EXPLORE THE MATERIAL ->
a. In the article on healthy eating myths, what is the sugar found in fruit called?
b. Write the next part of the article on healthy eating myths, picking up from where it stops.

SOURCE DOCUMENT ->
------------

Common Misconceptions About Healthy Eating

Humans are incessantly bombarded with information about nutrition in books, in ads, in the news, and on websites. Discerning the truth can be difficult when this nutritional info seems to ricochet between facts and assumptions and between notions and misconceptions. Not to mention, the most current information can contradict past studies and beliefs. How can you make informed dietary decisions that will benefit your health?

Video Summary

We’re here to debunk a few food myths to help you decipher exactly what’s true or false about the food you consume. If you’re ready to make some smarter consumption choices, here are a few of the most common misconceptions about healthy eating to be aware of.

Fruit Contains Bad Sugar

Fruit certainly contains natural sugar, but that doesn’t mean fruit is bad for you. The sugar within fruit is called fructose, which is not the same as plain table sugar. In higher doses, fructose can lead to health issues, especially if you consume too much sugar daily; however, studies have shown that fruit provides minimal fructose to American diets. Fruit also contains fiber, which slows down your body’s sugar absorption and makes you feel full. The bottom line: fruit is good.

You Should Avoid Egg Yolks

Eggs, especially egg yolks, have received a rather bad rap over the years as sources of high cholesterol. Research tends to go back and forth in favor or opposition, but it presently maintains the belief that egg consumption is fine in moderation. According to current research, egg yolks contain valuable nutrients such as vitamins, minerals, and essential fatty acid compounds. Stick to egg whites if you’re at risk of heart disease, but an egg a day can be a quality fit in a healthy diet.

------------

(Items pulled from a collection)
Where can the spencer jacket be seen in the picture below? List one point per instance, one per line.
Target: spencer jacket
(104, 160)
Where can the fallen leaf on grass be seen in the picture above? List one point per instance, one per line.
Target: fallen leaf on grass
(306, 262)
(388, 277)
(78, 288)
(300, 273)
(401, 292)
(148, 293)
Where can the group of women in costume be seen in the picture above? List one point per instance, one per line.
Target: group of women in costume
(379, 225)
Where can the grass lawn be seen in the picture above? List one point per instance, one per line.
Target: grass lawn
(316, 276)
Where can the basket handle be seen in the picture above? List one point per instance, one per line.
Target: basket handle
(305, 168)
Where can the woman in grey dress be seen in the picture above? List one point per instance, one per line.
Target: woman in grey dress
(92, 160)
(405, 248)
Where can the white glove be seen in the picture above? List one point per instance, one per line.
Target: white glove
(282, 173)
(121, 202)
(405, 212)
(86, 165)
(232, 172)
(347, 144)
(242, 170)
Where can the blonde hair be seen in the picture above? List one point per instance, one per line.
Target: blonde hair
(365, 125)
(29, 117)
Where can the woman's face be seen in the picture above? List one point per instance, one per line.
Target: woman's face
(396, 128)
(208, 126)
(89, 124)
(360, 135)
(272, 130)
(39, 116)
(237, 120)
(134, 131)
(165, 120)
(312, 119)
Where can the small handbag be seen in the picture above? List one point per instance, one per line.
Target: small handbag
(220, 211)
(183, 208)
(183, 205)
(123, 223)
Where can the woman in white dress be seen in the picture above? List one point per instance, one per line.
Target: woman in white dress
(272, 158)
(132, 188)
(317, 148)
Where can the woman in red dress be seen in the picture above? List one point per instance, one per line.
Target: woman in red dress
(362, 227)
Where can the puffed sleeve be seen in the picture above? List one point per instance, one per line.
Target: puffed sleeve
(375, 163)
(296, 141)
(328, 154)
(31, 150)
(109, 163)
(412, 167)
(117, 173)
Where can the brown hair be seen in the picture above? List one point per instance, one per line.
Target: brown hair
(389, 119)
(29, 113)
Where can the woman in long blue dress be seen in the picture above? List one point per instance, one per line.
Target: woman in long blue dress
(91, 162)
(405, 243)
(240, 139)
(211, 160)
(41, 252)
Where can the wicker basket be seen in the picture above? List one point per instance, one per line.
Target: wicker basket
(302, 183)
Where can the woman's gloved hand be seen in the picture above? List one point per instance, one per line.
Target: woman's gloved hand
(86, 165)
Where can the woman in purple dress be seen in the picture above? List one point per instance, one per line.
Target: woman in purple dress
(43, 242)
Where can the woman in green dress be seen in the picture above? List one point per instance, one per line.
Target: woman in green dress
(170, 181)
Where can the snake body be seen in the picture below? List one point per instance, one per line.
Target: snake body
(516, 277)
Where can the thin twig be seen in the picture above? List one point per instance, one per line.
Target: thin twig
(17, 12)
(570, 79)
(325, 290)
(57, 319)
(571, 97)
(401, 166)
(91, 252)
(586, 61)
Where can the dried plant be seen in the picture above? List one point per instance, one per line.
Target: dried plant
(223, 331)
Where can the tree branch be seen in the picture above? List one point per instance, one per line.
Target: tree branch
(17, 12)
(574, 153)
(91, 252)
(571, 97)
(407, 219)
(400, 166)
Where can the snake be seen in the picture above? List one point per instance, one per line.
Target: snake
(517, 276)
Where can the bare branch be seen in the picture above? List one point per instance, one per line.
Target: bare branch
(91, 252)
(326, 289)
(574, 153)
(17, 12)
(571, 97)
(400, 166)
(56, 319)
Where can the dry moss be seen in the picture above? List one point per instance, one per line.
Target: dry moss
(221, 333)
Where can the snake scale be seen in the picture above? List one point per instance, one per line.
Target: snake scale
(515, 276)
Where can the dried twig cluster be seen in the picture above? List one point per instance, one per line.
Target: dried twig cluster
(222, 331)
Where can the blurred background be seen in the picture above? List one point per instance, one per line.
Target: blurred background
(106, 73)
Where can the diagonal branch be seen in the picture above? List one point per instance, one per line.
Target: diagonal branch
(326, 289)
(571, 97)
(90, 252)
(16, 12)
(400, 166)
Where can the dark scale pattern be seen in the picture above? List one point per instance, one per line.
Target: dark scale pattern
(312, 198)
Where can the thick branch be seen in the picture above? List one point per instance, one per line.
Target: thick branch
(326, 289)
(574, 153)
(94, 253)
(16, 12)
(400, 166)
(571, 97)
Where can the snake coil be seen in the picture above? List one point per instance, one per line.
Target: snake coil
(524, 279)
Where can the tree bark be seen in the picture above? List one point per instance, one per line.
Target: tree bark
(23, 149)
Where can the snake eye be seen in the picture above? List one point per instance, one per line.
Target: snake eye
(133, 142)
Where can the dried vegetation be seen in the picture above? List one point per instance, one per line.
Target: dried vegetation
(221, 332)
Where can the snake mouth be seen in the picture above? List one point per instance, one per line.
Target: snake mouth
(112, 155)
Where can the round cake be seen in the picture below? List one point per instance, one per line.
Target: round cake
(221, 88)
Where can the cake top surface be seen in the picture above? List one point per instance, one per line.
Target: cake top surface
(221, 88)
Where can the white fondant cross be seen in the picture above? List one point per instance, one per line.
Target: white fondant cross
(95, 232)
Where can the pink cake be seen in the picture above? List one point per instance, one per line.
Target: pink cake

------------

ANSWERS FOR THIS EXERCISE ->
a. Fructose.

b.
A Gluten-Free Diet Is Good for Everyone

The idea that everyone should follow a gluten-free diet is another of the most common misconceptions about healthy eating. This is simply a popular diet trend that people follow because they believe it’s healthier for them. The market for gluten-free products has blown up tremendously, but a special gluten-free diet may not be best or healthiest for all consumers. This diet is best for individuals with gluten sensitivity and essential for those who have been diagnosed with celiac disease and need to avoid wheat. But for people without celiac disease, following a gluten-free diet may produce a lack of essential vitamins, minerals, and fiber. Including whole grains in your diet provides multiple nutritional benefits.

Healthy = Low Fat or No Fat

Despite the negative connotations typically associated with it, “fat” isn’t a bad word per se. In fact, removing fat from your diet isn’t always in your best interest. So-called healthy fats are fine in moderation, and omega fatty acids can even be beneficial for your continual health. Consider the benefits of beef marbling, which can lower cholesterol and boost your body’s immunity. Stick to whole foods with good, real fats, and avoid processed low-fat foods that contain too many carbs and too much sugar. Your taste buds and body alike will thank you in the long run.